## START Material for the task

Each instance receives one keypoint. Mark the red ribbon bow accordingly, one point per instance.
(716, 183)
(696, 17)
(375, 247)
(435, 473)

## END Material for the task

• Prompt: Turn the lines of the records into a numbered list, skipping any blank lines.

• Output of the exercise:
1. Each instance receives one keypoint. Mark the red ribbon bow accordingly, one point per instance.
2. (716, 183)
3. (696, 17)
4. (375, 247)
5. (435, 473)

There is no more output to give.